>>>

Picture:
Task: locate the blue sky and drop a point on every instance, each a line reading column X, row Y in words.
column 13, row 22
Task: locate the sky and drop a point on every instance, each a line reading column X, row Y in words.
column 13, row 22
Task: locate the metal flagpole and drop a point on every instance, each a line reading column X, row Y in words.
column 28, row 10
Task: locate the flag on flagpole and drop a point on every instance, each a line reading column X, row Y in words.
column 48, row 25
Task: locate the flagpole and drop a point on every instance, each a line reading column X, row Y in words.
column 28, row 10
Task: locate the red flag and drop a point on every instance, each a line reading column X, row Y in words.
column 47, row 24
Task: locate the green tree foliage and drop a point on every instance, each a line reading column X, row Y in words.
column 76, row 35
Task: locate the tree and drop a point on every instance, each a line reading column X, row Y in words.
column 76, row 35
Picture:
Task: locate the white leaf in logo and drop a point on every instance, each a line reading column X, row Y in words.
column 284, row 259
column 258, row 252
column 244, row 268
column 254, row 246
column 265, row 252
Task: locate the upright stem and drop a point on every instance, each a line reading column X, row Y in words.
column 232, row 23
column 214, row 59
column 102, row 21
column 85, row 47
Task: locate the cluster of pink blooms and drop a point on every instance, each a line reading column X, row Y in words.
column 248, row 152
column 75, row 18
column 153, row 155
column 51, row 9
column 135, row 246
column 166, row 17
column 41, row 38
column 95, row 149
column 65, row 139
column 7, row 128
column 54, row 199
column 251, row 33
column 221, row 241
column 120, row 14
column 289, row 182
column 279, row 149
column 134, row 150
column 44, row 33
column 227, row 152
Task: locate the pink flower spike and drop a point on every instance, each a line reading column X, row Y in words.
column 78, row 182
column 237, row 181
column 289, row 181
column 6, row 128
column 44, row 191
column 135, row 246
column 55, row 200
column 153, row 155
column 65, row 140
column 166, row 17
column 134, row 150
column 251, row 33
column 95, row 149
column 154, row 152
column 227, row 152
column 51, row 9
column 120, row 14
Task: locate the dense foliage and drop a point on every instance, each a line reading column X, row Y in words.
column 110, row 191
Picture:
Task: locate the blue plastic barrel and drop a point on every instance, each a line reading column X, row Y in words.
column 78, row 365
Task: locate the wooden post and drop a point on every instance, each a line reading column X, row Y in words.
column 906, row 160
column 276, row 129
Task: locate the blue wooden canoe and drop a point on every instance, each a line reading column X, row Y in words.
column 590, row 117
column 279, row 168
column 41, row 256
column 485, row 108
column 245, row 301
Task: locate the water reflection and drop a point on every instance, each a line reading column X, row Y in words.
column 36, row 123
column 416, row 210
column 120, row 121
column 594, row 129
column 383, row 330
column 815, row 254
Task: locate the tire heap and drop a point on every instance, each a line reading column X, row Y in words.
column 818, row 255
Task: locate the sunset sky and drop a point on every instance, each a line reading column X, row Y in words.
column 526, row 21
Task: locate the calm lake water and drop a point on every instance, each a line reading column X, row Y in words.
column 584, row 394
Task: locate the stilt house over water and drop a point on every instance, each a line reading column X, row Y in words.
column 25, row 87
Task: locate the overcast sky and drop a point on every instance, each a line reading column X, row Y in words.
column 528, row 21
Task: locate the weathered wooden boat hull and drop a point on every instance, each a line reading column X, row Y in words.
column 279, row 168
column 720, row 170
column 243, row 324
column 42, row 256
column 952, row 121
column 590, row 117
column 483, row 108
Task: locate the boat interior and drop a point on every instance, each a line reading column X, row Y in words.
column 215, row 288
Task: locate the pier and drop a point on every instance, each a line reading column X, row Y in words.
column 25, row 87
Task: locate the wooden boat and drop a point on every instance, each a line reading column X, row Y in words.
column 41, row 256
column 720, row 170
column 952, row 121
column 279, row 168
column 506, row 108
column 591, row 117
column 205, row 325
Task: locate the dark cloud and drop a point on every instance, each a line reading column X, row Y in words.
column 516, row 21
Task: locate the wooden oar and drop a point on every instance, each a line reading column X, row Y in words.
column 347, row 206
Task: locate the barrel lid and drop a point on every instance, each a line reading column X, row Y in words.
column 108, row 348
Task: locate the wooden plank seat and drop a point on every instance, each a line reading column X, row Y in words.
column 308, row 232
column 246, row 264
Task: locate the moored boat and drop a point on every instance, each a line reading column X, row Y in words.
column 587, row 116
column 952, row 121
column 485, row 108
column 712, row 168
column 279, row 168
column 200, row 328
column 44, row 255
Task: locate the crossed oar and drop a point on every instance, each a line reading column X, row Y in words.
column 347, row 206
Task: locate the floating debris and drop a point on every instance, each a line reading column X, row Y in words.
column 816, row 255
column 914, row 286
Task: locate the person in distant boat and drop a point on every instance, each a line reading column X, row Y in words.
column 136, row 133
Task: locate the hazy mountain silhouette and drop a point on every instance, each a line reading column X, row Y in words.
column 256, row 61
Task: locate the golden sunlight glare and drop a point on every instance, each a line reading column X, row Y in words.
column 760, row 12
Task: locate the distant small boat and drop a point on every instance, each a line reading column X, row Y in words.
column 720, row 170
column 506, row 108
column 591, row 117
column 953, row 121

<<<

Exercise goal
Return all of the records above verbatim, line for line, without altering anything.

Finished answer
Picture:
Task: locate the blue sky and drop a point on every instance, each a line reading column X, row Y in words.
column 13, row 22
Task: locate the sky and drop a point on every instance, each a line reading column X, row Y in words.
column 13, row 22
Task: locate the metal flagpole and drop a point on every instance, each a line reading column X, row Y in words.
column 28, row 10
Task: locate the flag on flagpole and drop a point on every instance, each a line reading column X, row Y in words.
column 48, row 25
Task: locate the flagpole and drop a point on every instance, each a line reading column X, row Y in words.
column 28, row 10
Task: locate the red flag and drop a point on every instance, each a line reading column X, row Y in words.
column 47, row 24
Task: locate the green tree foliage and drop a point on every instance, each a line reading column X, row Y in words.
column 76, row 35
Task: locate the tree and drop a point on every instance, each a line reading column X, row Y in words.
column 76, row 35
Picture:
Task: locate the white leaf in logo and drop a point on every instance, each a line reading column X, row Y in words.
column 284, row 259
column 258, row 252
column 244, row 268
column 254, row 246
column 265, row 252
Task: locate the upright stem and drop a point on every instance, each a line reading column X, row Y in words.
column 232, row 23
column 214, row 59
column 102, row 21
column 85, row 47
Task: locate the cluster of pink blooms and drop a point on every instance, each a line reading column X, row Y in words.
column 248, row 152
column 75, row 18
column 153, row 155
column 51, row 9
column 135, row 246
column 166, row 17
column 41, row 38
column 95, row 149
column 65, row 139
column 7, row 128
column 54, row 199
column 251, row 33
column 221, row 241
column 120, row 14
column 289, row 182
column 279, row 149
column 134, row 150
column 44, row 33
column 227, row 152
Task: locate the pink flower spike and drop a point on every instance, each a line reading column X, row Y in words.
column 78, row 182
column 237, row 181
column 289, row 181
column 6, row 128
column 44, row 191
column 135, row 246
column 55, row 200
column 153, row 155
column 65, row 140
column 166, row 17
column 134, row 150
column 251, row 33
column 95, row 149
column 154, row 152
column 227, row 152
column 51, row 9
column 120, row 14
Task: locate the dense foliage and drop a point on every instance, each a line reading column X, row Y in words.
column 110, row 191
Picture:
Task: locate the blue plastic barrel and drop a point on every instance, each a line reading column X, row Y in words.
column 78, row 365
Task: locate the wooden post and drop a point on every instance, each a line reading column X, row Y in words.
column 906, row 160
column 276, row 129
Task: locate the blue wooden canoe and drop a point on every instance, each a line reading column X, row Y in words.
column 590, row 117
column 279, row 168
column 41, row 256
column 485, row 108
column 245, row 301
Task: locate the water reflection and drop a point on every instance, each a line reading column X, row Y in words.
column 36, row 123
column 416, row 210
column 120, row 121
column 594, row 129
column 383, row 330
column 815, row 254
Task: locate the tire heap and drop a point on every instance, each a line reading column X, row Y in words.
column 818, row 255
Task: locate the sunset sky and drop a point on every instance, each a line reading column X, row Y in words.
column 526, row 21
Task: locate the calm lake water and drop a point on every instance, each a line reading column X, row Y in words.
column 584, row 394
Task: locate the stilt house over water and drop a point on every instance, each a line reading column X, row Y in words.
column 25, row 87
Task: locate the overcast sky and drop a point on every instance, each a line reading column X, row Y in words.
column 528, row 21
Task: locate the weathered wooden boat hull and drop a point on every instance, each a line reading column X, row Y in words.
column 279, row 168
column 720, row 170
column 243, row 324
column 42, row 256
column 952, row 121
column 590, row 117
column 483, row 108
Task: locate the boat interior and drop a point on every instance, each a line reading column X, row Y in words.
column 215, row 288
Task: locate the pier and drop a point on every instance, each a line reading column X, row Y in words.
column 25, row 87
Task: locate the wooden boat and drop a point on every instance, each a line reading column X, row Y in words.
column 41, row 256
column 720, row 170
column 952, row 121
column 279, row 168
column 506, row 108
column 591, row 117
column 205, row 325
Task: locate the dark cloud and drop a point on every instance, each a line reading column X, row Y in words.
column 516, row 21
Task: locate the wooden oar and drop a point on every instance, each a line reading column X, row Y in words.
column 347, row 206
Task: locate the barrel lid and drop a point on every instance, each a line reading column X, row Y in words.
column 108, row 348
Task: locate the wooden plank seat and drop a point on every instance, each a line reading column X, row Y in words.
column 308, row 232
column 246, row 264
Task: locate the moored boat and drop a point on every instance, each a line reading column X, row Y in words.
column 587, row 116
column 952, row 121
column 485, row 108
column 712, row 168
column 279, row 168
column 200, row 328
column 44, row 255
Task: locate the crossed oar and drop a point on every instance, each a line reading column X, row Y in words.
column 347, row 206
Task: locate the floating debris and drop a point on every instance, each a line reading column X, row Y in words.
column 816, row 255
column 914, row 286
Task: locate the person in distant boat and drop a point on every instance, each a line reading column X, row Y in words.
column 136, row 133
Task: locate the hazy mountain silhouette and drop a point on every instance, each a line reading column X, row Y in words.
column 256, row 61
Task: locate the golden sunlight glare and drop a point on every instance, each a line reading column X, row Y in words.
column 760, row 12
Task: locate the distant small boat and drop a point on every instance, each a line reading column X, row Y in words.
column 720, row 170
column 506, row 108
column 591, row 117
column 953, row 121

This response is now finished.